### [WORK TO COMPLETE]
Please retype the data below line for line and leave out every picture.

### [RECORDS PROVIDED]
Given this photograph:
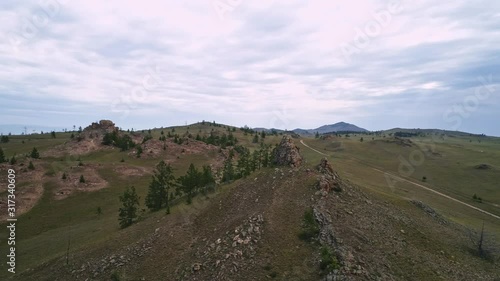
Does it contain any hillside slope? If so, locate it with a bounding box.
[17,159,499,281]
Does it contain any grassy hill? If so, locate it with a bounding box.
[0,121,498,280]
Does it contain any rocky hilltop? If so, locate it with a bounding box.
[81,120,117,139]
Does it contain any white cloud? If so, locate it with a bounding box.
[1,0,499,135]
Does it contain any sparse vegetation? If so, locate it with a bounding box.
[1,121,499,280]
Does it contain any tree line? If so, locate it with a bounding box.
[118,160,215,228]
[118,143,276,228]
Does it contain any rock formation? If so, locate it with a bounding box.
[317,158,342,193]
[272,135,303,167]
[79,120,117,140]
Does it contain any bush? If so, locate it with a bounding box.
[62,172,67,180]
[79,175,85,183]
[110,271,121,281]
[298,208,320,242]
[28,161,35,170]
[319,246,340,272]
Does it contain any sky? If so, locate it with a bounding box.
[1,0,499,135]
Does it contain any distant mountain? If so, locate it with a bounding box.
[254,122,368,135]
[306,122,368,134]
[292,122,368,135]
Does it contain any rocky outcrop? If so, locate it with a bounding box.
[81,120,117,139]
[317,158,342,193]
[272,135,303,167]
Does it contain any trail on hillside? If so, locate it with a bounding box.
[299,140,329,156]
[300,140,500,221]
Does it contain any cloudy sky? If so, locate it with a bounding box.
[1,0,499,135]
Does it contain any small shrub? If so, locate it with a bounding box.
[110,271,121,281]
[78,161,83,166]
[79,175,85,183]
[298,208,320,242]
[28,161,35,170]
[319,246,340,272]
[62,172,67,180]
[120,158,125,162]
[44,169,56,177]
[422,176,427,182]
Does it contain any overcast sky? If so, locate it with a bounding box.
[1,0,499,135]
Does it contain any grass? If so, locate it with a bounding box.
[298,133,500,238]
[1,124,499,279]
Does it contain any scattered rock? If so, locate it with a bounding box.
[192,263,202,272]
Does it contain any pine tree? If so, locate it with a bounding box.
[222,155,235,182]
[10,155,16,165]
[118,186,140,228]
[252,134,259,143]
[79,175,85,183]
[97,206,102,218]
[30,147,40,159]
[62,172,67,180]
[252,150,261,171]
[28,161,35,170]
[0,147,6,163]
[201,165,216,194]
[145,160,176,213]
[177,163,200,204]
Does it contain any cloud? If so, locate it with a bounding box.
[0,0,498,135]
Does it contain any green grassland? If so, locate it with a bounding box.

### [REPLY TO THE TASK]
Given this photograph:
Does it contain any hillside slope? If so, locate it with a bounding box.
[17,159,499,281]
Does it contain any grassy hill? If so, locate it with a bounding box.
[0,121,498,280]
Does it contain any rocky hilltop? If so, locate it with a bounding box.
[81,120,117,139]
Does it contain any white cloud? If so, locate it with a bounding box.
[1,0,499,135]
Does it contain any sparse vegetation? If so, locate it with a bounding box.
[1,121,499,280]
Does it contain any tree line? If so, locate it with a bounding box.
[118,160,215,228]
[118,143,276,228]
Does it contain any rock formation? If so, locate it with a bounding box.
[317,158,342,193]
[272,135,303,167]
[79,120,117,140]
Does it contain any bush? If so, locate it with a bounding box.
[62,172,67,180]
[79,175,85,183]
[110,271,121,281]
[298,208,320,242]
[28,161,35,170]
[319,246,340,272]
Does it contain any sky? If so, locate it with a bounding box.
[1,0,499,135]
Does it contain any distant mountain? If so, locate it with a bounding box.
[254,122,368,135]
[306,122,368,134]
[292,122,368,135]
Does it contain any rocky outcrop? If so, locate it with a bounding box.
[81,120,117,139]
[317,158,342,193]
[272,135,303,167]
Does it contain any trail on hillside? If so, locate it with a bounding box.
[299,140,329,156]
[300,140,500,221]
Does it contain any cloudy sky? If so, locate it with a bounding box.
[1,0,499,135]
Does it contain any small shrub? If so, locate it with a bounding box.
[110,271,121,281]
[78,161,83,166]
[79,175,85,183]
[298,208,320,242]
[28,161,35,170]
[319,246,340,272]
[62,172,67,180]
[120,158,125,162]
[44,169,56,177]
[422,176,427,182]
Does it contain any overcast sky? If so, locate it with a bounding box.
[1,0,499,135]
Does it contain any grass? If so, locate it with a bounding box.
[298,133,500,238]
[1,124,499,279]
Does it contain any scattered rock? If so, locate it with a bounding box.
[192,263,202,272]
Does it contain any pine tree? If so, locate it with a bounding box.
[222,155,235,182]
[10,155,16,165]
[118,186,140,228]
[252,134,259,143]
[79,175,85,183]
[97,206,102,218]
[30,147,40,159]
[62,172,67,180]
[252,150,261,171]
[28,161,35,170]
[0,147,6,163]
[201,165,216,194]
[145,160,176,213]
[177,163,200,204]
Does it contain any cloud? If so, locate it with a bounding box.
[0,0,498,135]
Does it contain any green grassland? If so, locate it with a bounding box.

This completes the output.